» **WORK REQUEST**: The data beneath this task is to be duplicated exactly, in its entirety.

» **RECORDED DATA**:
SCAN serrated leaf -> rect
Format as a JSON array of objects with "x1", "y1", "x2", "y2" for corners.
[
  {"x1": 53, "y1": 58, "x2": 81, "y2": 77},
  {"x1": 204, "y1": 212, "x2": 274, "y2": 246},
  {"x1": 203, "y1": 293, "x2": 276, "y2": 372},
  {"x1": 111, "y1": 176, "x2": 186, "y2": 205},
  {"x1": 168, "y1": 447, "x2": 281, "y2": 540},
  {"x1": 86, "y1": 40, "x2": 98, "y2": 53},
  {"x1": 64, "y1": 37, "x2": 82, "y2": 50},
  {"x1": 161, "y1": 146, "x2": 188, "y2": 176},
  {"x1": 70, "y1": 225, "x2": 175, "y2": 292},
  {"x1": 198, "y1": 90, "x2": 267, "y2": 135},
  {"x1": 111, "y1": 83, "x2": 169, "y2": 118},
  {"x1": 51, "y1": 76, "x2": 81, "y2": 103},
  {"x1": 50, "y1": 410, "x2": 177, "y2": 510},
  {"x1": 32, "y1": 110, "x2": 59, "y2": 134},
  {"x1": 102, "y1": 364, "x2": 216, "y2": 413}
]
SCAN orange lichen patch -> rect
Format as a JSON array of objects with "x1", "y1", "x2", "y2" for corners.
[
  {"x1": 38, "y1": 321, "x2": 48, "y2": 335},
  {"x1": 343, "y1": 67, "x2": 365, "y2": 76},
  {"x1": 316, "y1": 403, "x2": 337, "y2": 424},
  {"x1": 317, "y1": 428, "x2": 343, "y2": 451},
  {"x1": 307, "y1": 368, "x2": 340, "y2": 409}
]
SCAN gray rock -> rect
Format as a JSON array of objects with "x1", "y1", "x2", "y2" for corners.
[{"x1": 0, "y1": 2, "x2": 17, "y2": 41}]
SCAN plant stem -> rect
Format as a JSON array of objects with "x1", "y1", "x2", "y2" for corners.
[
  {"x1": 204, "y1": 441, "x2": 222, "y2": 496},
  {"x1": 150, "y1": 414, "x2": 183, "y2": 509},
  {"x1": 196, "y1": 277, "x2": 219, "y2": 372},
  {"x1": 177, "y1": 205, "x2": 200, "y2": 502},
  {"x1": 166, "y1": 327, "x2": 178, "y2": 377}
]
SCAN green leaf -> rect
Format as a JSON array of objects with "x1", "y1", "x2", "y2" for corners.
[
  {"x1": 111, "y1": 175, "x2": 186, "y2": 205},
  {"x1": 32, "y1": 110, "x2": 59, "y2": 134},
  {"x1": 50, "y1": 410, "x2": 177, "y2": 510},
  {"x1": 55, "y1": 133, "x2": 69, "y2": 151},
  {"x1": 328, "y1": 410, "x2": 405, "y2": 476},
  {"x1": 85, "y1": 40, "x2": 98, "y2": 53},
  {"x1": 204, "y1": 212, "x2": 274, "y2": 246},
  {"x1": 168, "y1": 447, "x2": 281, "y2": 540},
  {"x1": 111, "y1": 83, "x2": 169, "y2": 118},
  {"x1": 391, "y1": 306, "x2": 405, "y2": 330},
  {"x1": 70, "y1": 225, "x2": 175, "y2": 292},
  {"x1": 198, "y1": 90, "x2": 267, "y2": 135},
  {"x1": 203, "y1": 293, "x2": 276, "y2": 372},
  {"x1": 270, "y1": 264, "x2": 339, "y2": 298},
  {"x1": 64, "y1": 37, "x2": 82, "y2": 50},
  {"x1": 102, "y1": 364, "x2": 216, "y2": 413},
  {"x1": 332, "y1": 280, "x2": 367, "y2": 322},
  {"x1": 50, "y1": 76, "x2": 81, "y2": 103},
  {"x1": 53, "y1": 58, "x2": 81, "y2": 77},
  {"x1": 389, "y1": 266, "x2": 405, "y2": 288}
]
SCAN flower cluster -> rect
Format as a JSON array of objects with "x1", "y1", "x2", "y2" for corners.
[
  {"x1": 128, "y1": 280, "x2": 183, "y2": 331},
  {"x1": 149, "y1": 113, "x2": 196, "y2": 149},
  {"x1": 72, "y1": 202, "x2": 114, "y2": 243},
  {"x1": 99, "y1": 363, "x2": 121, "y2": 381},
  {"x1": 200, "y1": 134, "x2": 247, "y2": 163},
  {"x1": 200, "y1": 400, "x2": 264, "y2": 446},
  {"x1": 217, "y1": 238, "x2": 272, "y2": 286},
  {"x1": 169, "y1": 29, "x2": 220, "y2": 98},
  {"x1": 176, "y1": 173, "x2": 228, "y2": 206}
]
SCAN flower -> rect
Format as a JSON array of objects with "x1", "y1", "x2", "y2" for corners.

» **PROBLEM SOLUTION**:
SCAN serrated leaf -> rect
Format as a JSON array of objects with "x1", "y1", "x2", "y2" for corners.
[
  {"x1": 53, "y1": 58, "x2": 81, "y2": 77},
  {"x1": 204, "y1": 212, "x2": 274, "y2": 246},
  {"x1": 203, "y1": 293, "x2": 276, "y2": 372},
  {"x1": 111, "y1": 176, "x2": 186, "y2": 205},
  {"x1": 168, "y1": 447, "x2": 281, "y2": 540},
  {"x1": 86, "y1": 40, "x2": 98, "y2": 53},
  {"x1": 64, "y1": 37, "x2": 82, "y2": 50},
  {"x1": 161, "y1": 146, "x2": 188, "y2": 176},
  {"x1": 70, "y1": 225, "x2": 175, "y2": 292},
  {"x1": 198, "y1": 90, "x2": 267, "y2": 135},
  {"x1": 111, "y1": 83, "x2": 169, "y2": 118},
  {"x1": 51, "y1": 76, "x2": 81, "y2": 103},
  {"x1": 50, "y1": 410, "x2": 177, "y2": 510},
  {"x1": 32, "y1": 110, "x2": 59, "y2": 134},
  {"x1": 102, "y1": 364, "x2": 216, "y2": 413}
]
SCAN orange lichen patch -> rect
Format as a JSON array of objects with "x1", "y1", "x2", "y2" for corners.
[
  {"x1": 38, "y1": 321, "x2": 48, "y2": 335},
  {"x1": 343, "y1": 67, "x2": 365, "y2": 76},
  {"x1": 316, "y1": 403, "x2": 337, "y2": 424},
  {"x1": 317, "y1": 428, "x2": 343, "y2": 451},
  {"x1": 307, "y1": 368, "x2": 340, "y2": 409}
]
SCAN gray rock -> rect
Format as a JSON array of objects with "x1", "y1", "x2", "y2" for corners.
[{"x1": 0, "y1": 2, "x2": 17, "y2": 41}]
SCAN plant stem -> rect
Format as a JSON array of objects with "x1", "y1", "x2", "y2" for corners.
[
  {"x1": 204, "y1": 441, "x2": 222, "y2": 496},
  {"x1": 150, "y1": 414, "x2": 183, "y2": 509},
  {"x1": 196, "y1": 277, "x2": 219, "y2": 372},
  {"x1": 177, "y1": 205, "x2": 200, "y2": 502},
  {"x1": 166, "y1": 327, "x2": 178, "y2": 377}
]
SCAN green leaf -> rect
Format as a JSON array of objects with "x1", "y1", "x2", "y2" for corners.
[
  {"x1": 111, "y1": 175, "x2": 186, "y2": 205},
  {"x1": 32, "y1": 110, "x2": 59, "y2": 134},
  {"x1": 50, "y1": 410, "x2": 177, "y2": 510},
  {"x1": 55, "y1": 133, "x2": 69, "y2": 151},
  {"x1": 328, "y1": 410, "x2": 405, "y2": 476},
  {"x1": 85, "y1": 40, "x2": 98, "y2": 53},
  {"x1": 204, "y1": 212, "x2": 274, "y2": 246},
  {"x1": 168, "y1": 447, "x2": 281, "y2": 540},
  {"x1": 111, "y1": 83, "x2": 169, "y2": 118},
  {"x1": 391, "y1": 306, "x2": 405, "y2": 330},
  {"x1": 70, "y1": 225, "x2": 175, "y2": 292},
  {"x1": 198, "y1": 90, "x2": 267, "y2": 135},
  {"x1": 203, "y1": 293, "x2": 276, "y2": 372},
  {"x1": 270, "y1": 264, "x2": 339, "y2": 298},
  {"x1": 64, "y1": 37, "x2": 82, "y2": 50},
  {"x1": 102, "y1": 364, "x2": 216, "y2": 413},
  {"x1": 332, "y1": 280, "x2": 367, "y2": 322},
  {"x1": 50, "y1": 76, "x2": 81, "y2": 103},
  {"x1": 53, "y1": 58, "x2": 81, "y2": 77},
  {"x1": 389, "y1": 266, "x2": 405, "y2": 288}
]
SCAN flower cluster -> rect
Format as a JSON array of objects with "x1", "y1", "x2", "y2" for corners.
[
  {"x1": 128, "y1": 280, "x2": 183, "y2": 331},
  {"x1": 149, "y1": 113, "x2": 196, "y2": 149},
  {"x1": 72, "y1": 202, "x2": 114, "y2": 243},
  {"x1": 99, "y1": 363, "x2": 121, "y2": 381},
  {"x1": 200, "y1": 134, "x2": 247, "y2": 163},
  {"x1": 200, "y1": 400, "x2": 264, "y2": 446},
  {"x1": 217, "y1": 238, "x2": 272, "y2": 286},
  {"x1": 169, "y1": 29, "x2": 220, "y2": 98},
  {"x1": 176, "y1": 173, "x2": 228, "y2": 206}
]
SCAN flower -> rect
Format as a JSON array of objects with "x1", "y1", "x2", "y2" for corners.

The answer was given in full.